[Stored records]
<<<<

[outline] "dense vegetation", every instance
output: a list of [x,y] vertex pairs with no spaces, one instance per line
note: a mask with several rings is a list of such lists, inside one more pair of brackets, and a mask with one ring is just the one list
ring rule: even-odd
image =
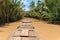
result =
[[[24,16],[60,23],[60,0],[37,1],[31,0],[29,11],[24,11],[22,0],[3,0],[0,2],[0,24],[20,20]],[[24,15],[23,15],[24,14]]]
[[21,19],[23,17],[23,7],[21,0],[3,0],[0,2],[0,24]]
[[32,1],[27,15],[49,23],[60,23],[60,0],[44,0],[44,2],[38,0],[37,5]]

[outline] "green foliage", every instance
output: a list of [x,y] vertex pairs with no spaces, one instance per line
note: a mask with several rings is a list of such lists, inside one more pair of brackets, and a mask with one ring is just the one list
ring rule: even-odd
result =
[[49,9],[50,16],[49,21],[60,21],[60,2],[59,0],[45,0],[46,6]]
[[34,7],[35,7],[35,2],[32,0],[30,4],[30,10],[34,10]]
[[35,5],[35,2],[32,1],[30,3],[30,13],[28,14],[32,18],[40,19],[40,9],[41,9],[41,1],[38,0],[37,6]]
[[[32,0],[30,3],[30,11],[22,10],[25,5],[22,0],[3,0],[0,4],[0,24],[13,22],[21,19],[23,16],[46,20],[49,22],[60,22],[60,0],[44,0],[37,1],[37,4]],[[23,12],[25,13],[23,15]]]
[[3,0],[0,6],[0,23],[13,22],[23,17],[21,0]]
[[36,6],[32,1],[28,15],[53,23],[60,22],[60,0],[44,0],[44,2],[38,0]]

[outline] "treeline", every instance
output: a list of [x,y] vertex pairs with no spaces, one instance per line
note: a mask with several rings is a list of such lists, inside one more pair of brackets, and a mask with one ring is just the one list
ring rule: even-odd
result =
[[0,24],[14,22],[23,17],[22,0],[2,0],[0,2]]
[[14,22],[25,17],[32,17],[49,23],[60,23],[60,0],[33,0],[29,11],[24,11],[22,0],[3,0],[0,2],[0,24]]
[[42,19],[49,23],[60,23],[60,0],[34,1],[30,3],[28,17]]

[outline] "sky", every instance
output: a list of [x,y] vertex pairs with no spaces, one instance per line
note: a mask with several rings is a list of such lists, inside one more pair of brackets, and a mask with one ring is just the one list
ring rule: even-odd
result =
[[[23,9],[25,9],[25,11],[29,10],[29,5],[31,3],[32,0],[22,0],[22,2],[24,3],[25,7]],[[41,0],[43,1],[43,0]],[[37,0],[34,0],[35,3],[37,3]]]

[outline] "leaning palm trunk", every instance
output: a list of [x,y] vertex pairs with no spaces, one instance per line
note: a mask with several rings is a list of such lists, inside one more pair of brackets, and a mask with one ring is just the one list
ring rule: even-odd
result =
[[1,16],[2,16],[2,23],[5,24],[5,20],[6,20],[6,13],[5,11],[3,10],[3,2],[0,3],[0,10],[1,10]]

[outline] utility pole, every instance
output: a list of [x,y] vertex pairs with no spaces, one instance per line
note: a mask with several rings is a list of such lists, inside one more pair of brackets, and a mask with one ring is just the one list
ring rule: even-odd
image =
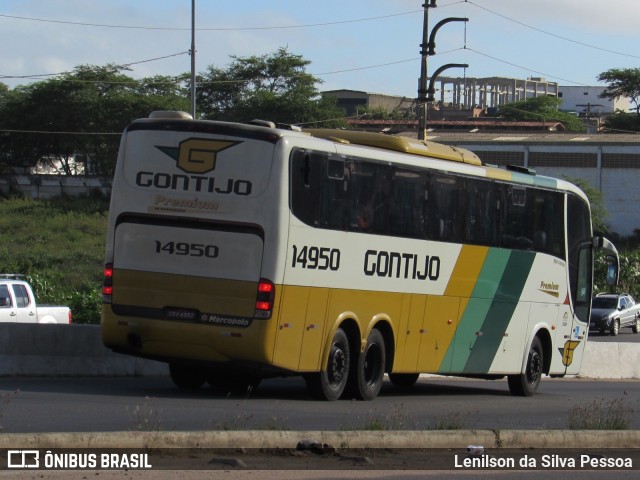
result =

>>>>

## [WHAT TO WORK ON]
Search the data for the string "outline" and copy each line where it appears.

## [ANSWER]
[outline] "dense vegetation", every instance
[outline] "green foliage", every instance
[outline] "treeline", every instance
[outline] "sky", every instance
[outline] "leaning palm trunk", every instance
[outline] utility pole, every instance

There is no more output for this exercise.